→ **Seitentext**:
Der Biber vermehrt sich
Zur Verschärfung des Problems trägt laut Schlundt bei, dass sich der Biber aufgrund fehlender natürlicher Feinde wie Bär, Wolf und Luchs im Spessart stark vermehre und die Jungen sich immer neue Reviere suchten. Der Spessart sei zu klein für Biberprojekte, meinte er. Laut Peter Komenda, dem Obmann der unterfränkischen Hegefischereigenossenschaften, gibt es in Unterfranken mittlerweile rund 2000 Biber.
Auch ihn bewege das Vordringen des Bibers, sagte Wolfgang Silkenat, Leiter der Fischereifachberatung des Bezirks Unterfranken. Ziel müsse sein, bayernweit nach Lösungen zu suchen. Er räumte ein, dass derzeit seitens der Behörden noch kein Konzept zur Biber-Problematik vorhanden sei.
Dotzel dachte laut darüber nach, in aufgestauten Bachbereichen Parallelgewässer zu schaffen, doch Schlundt winkte ab. Seiner Einschätzung nach würde der Biber auch dort gleich reingehen und Dämme errichten. Auch ein Aufbrechen der Biberdämme würde seinen Worten nach nur geringen Erfolg bringen, da der Biber die geöffneten Stellen schnell wieder schlösse.
Intakte Bereiche müssen erhalten werden
Laut Schlundt sind biberbedingt einige Bäche beziehungsweise Bachabschnitte im Zuständigkeitsgebiet der Hegefischereigenossenschaft der Lohr für Bachforelle, Koppe, Bachneunauge und Äsche mehr oder weniger verloren. Umso mehr müsse man für den Erhalt der noch intakten Bereiche tun, forderte er.
Davon musste er Dotzel nicht mehr groß überzeugen. Zwar sei er am Donnerstag erstmals "so intensiv" mit der Biber-Problematik konfrontiert worden, sagte der Bezirkstagspräsident, aber er könne schon erkennen, "dass das ein Problem ist, das gelöst werden muss"; es werde eine Veränderung der Vorschriften geben müssen. Dotzel: "Ich erwarte mir schon, dass alsbald Entscheidungen getroffen werden – lange kann man nicht zuwarten."

(Daten zur natürlichsprachlichen Objektlokalisierung)
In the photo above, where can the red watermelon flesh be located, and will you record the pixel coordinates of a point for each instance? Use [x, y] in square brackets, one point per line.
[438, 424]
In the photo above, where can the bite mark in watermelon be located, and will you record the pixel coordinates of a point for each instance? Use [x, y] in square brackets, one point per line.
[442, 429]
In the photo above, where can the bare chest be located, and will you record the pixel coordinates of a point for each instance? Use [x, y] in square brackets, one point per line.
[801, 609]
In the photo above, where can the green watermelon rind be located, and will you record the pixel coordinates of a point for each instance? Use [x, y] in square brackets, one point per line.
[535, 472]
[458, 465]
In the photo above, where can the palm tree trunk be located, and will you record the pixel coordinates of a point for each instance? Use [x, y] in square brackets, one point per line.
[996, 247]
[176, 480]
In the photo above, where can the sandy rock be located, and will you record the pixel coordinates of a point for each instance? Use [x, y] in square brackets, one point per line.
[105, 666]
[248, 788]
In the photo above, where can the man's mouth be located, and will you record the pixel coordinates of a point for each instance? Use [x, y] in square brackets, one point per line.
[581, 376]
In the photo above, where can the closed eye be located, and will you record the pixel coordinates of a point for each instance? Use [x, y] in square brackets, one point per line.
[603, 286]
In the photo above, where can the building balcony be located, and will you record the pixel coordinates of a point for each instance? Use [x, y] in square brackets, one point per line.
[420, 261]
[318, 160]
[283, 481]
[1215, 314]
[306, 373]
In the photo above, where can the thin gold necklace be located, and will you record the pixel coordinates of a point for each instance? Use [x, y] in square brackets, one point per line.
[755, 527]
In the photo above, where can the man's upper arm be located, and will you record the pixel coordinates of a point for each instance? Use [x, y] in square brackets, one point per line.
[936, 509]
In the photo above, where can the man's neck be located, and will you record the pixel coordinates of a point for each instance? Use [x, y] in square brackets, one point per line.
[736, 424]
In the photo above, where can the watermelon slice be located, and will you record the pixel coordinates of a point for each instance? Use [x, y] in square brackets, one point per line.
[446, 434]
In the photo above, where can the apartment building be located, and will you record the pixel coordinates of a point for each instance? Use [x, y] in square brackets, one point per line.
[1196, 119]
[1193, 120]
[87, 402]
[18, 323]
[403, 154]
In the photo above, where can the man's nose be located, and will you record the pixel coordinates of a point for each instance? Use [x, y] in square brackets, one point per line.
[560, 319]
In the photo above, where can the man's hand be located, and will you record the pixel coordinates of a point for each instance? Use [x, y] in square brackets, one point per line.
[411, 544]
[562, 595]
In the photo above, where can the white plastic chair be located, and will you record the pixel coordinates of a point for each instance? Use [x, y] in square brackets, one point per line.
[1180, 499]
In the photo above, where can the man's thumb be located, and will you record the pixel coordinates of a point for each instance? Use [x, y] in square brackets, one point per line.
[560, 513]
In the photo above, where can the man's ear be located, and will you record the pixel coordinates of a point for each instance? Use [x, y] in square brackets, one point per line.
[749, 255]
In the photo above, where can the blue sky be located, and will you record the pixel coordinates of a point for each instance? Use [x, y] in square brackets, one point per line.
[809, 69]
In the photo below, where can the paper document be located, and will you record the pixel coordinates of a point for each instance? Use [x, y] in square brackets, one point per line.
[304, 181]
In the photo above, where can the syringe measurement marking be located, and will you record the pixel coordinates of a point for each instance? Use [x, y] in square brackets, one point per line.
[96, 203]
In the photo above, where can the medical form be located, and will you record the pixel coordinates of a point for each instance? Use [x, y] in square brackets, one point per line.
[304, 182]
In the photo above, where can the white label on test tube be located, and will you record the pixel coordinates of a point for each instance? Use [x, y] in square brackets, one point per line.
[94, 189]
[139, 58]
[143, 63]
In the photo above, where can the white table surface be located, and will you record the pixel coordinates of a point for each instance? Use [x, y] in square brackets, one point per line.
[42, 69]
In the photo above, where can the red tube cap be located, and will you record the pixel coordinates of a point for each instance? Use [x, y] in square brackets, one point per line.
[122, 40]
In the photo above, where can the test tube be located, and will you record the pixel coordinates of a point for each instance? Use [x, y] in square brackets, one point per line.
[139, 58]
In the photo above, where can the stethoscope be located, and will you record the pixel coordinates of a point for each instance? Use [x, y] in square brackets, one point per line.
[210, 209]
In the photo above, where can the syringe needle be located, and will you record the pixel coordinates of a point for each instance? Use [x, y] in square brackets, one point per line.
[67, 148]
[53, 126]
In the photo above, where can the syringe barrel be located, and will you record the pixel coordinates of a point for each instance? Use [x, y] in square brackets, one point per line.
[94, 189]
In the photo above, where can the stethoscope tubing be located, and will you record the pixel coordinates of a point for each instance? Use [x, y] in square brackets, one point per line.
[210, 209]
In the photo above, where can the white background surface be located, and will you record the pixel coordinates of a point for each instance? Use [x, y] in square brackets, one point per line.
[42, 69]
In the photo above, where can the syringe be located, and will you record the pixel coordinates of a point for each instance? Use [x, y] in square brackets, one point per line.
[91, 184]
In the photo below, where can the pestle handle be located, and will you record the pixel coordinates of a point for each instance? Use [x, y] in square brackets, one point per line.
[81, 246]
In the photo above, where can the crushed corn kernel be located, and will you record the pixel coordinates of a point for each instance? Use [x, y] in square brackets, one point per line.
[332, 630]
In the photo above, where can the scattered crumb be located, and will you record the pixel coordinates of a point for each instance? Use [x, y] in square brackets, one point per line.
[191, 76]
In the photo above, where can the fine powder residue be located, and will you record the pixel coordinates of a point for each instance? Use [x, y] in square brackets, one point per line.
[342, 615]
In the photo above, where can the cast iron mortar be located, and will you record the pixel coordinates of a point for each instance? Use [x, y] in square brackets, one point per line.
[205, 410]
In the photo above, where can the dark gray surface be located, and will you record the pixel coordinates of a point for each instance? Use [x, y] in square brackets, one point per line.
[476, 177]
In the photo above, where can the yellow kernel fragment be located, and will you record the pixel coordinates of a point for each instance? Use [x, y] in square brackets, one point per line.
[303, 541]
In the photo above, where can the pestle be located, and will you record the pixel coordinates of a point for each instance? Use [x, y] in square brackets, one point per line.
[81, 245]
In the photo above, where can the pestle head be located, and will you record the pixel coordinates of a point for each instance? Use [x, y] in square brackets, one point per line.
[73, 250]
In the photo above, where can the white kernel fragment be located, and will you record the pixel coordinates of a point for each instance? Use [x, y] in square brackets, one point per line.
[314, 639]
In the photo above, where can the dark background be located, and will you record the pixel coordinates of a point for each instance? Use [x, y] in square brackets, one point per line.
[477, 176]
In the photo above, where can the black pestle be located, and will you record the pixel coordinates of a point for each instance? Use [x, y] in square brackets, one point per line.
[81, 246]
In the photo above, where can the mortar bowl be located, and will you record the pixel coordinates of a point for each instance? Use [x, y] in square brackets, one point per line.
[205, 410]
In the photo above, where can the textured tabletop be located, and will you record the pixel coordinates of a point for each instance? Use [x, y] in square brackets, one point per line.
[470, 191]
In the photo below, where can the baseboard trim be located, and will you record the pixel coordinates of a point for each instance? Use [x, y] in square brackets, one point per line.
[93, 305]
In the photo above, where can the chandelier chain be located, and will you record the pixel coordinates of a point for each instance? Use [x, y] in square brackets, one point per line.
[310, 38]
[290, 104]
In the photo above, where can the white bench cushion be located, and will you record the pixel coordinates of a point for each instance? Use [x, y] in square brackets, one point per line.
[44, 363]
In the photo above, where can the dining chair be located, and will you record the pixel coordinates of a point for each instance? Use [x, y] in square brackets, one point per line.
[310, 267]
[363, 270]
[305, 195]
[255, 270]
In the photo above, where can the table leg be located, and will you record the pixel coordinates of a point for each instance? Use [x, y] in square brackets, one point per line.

→ **Arbeitsanweisung**:
Schreiben Sie die Fortsetzung des Seitentexts über die Ausbreitung des Bibers in Unterfranken, beginnend nach dessen letztem Satz.

→ **Übungsergebnis**:
Krebse im Lohrtal
Weniger problematisch ging es am Krebsteich im Lohrtal zwischen Lohr und Partenstein zu. In diesem Zuchtteich setzte die Hegefischereigenossenschaft der Lohr vor zehn Jahren 30 bis 40 Exemplare des mehr oder weniger ausgestorbenen heimischen Flusskrebses ein, mit dem Ziel, den Nachwuchs in geeigneten Spessartbächen anzusiedeln. Etliche wurden in den vergangenen Jahren schon umgesetzt.

Am Donnerstag holte Schlundt zwei Reusen aus dem Teich, in denen sich insgesamt sechs Krebse befanden. Diese durfte Bezirkstagspräsident Dotzel in einen Umgehungsbach der Lohr in der Nähe des Kepplerwehres einsetzen.
Am Aubach beobachtete die Gruppe schließlich eine Fischbestandskontrolle, die von der Fischereifachberatung des Bezirks im Auftrag des Freistaates Bayern durchgeführt wurde. Das besondere Augenmerk lag dabei auf den gefährdeten Arten Koppe und Bachneunauge, von denen zahlreiche registriert wurden. Für die Gäste waren einige Aquarien aufgestellt, in denen einige Koppen und Bachneunaugen aus der Nähe zu beobachten waren.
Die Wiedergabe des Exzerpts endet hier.